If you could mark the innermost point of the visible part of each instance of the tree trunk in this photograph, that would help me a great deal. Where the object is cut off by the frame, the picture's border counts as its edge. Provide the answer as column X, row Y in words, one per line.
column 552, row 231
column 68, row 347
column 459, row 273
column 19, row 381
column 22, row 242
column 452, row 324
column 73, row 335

--*--

## EXERCISE INSTRUCTIONS
Reproduce every line of the records above word for word, keeping the same order.

## WRITTEN SOLUTION
If you could mark the innermost point of the visible part of each instance of the tree trunk in this photograph, that would help me a great deal. Where the object is cut off by the frame, the picture's border counts as its edge. Provide the answer as column X, row Y in words, one per line.
column 552, row 231
column 68, row 347
column 459, row 273
column 19, row 381
column 22, row 242
column 452, row 324
column 73, row 335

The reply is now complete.